VORLIEGENDE DATENSÄTZE =>

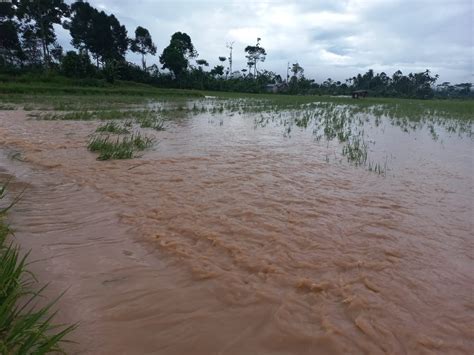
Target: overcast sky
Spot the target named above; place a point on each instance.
(328, 38)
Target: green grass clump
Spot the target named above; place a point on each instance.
(151, 121)
(112, 127)
(118, 147)
(95, 115)
(25, 328)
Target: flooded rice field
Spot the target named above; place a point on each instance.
(246, 228)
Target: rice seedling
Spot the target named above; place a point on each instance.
(118, 147)
(112, 127)
(95, 115)
(25, 327)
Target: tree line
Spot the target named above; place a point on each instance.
(28, 43)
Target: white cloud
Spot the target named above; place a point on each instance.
(334, 39)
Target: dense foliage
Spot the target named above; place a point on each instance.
(28, 43)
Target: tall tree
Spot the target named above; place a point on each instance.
(297, 70)
(81, 25)
(98, 33)
(143, 44)
(41, 15)
(254, 55)
(176, 56)
(10, 46)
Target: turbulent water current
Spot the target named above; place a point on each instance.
(232, 237)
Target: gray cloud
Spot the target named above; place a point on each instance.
(334, 39)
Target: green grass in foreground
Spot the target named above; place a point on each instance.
(25, 328)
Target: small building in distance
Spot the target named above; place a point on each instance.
(359, 93)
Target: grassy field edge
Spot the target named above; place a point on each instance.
(25, 327)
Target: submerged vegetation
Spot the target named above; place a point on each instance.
(342, 120)
(25, 326)
(124, 147)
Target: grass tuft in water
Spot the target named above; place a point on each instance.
(112, 127)
(25, 328)
(110, 147)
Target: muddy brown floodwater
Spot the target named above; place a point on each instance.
(227, 239)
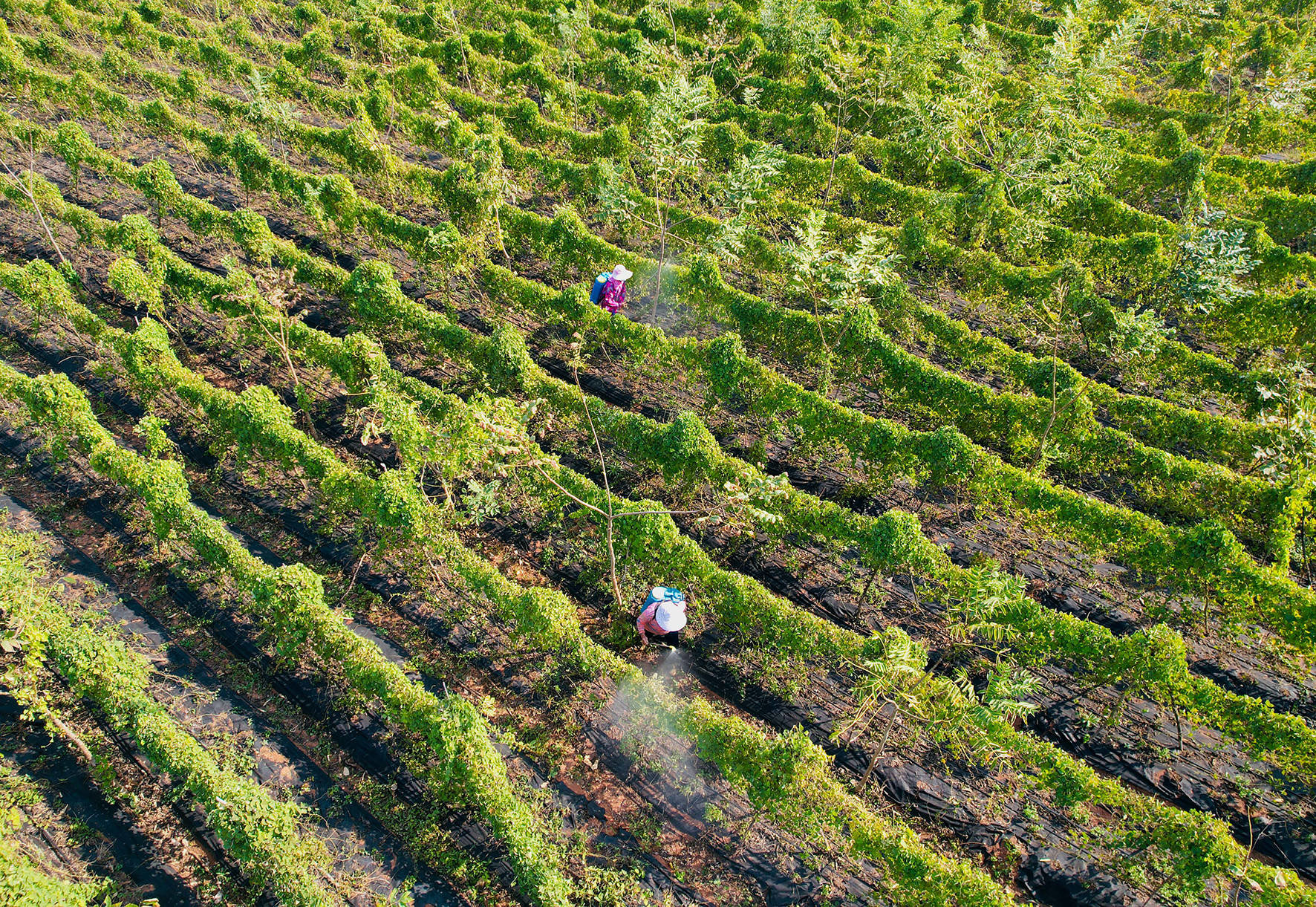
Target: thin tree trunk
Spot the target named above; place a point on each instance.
(836, 152)
(662, 261)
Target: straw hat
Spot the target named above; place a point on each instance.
(670, 618)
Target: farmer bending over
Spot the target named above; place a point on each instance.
(610, 288)
(663, 617)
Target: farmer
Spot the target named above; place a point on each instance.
(663, 617)
(610, 288)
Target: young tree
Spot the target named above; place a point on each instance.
(673, 137)
(1208, 262)
(570, 27)
(835, 277)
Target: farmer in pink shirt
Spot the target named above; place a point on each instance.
(663, 617)
(610, 288)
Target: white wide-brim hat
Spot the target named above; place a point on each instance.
(670, 618)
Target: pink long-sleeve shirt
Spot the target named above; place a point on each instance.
(613, 295)
(648, 620)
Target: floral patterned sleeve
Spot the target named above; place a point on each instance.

AUFGABENSTELLUNG =>
Schreibe alle Datensätze oben Zeile für Zeile unverändert ab. Lass die Bilder dabei weg.

ANTWORT =>
Target: overcast sky
Spot the target named above; place a point on each instance.
(328, 38)
Target: green grass clump
Spot the target named above; place a point on each instance.
(151, 121)
(112, 127)
(118, 147)
(95, 115)
(25, 328)
Target: flooded rice field
Spot the target named above; place a point on each instance.
(246, 228)
Target: rice seedling
Spot the target named above; place a point on each instance.
(118, 147)
(112, 127)
(95, 115)
(25, 327)
Target: tree line
Spot the target named above; place a point on each instance.
(28, 43)
Target: white cloud
Spot the target named above; place a point on each instance.
(334, 39)
Target: dense foliage
Spot the target named above; place a point on each instance.
(28, 43)
Target: tall tree
Spot the target named above; place a point on each instance.
(297, 70)
(81, 25)
(98, 33)
(143, 44)
(41, 15)
(254, 55)
(176, 56)
(10, 46)
Target: turbulent water current
Spot the target named above; place a point on each instance.
(232, 237)
Target: gray cloud
Spot the target named above; place a point on each instance.
(334, 39)
Target: green grass in foreground
Spot the target named above; place a point on each instance.
(25, 328)
Target: small building in distance
Spot the target named above; place a point on each instance.
(359, 93)
Target: grassy field edge
Spot the target named above; place a point on each instance.
(25, 327)
Target: submerged vegetation
Spot the target named above; place a point on each instance.
(342, 120)
(25, 326)
(124, 147)
Target: grass tuft in water
Spot the target named above; place a point on each instance.
(112, 127)
(25, 328)
(110, 147)
Target: muddy brown floodwater
Spot the target named above; place a point on each instance.
(227, 239)
Target: thin tree trunk
Spot the target named above; place a point on each instance.
(836, 152)
(662, 261)
Target: straw hat
Spot the target named above; place a point on each instance.
(670, 618)
Target: farmer bending over
Spot the target named above; place a point on each instance.
(610, 288)
(663, 617)
Target: farmer
Spot the target named above; place a point on each instance.
(663, 617)
(610, 288)
Target: young tree
Spot the target named above; place a point on each instance.
(673, 137)
(1208, 262)
(570, 27)
(835, 277)
Target: farmer in pink shirt
Spot the target named above; place a point on each instance.
(663, 617)
(610, 288)
Target: white wide-brim hat
Spot the target named above; place a point on each instance.
(670, 618)
Target: pink long-sleeve shirt
Spot the target named above; place a point on each instance.
(613, 295)
(648, 620)
Target: floral patterned sleeve
Spot the target named above; place a point on each instance.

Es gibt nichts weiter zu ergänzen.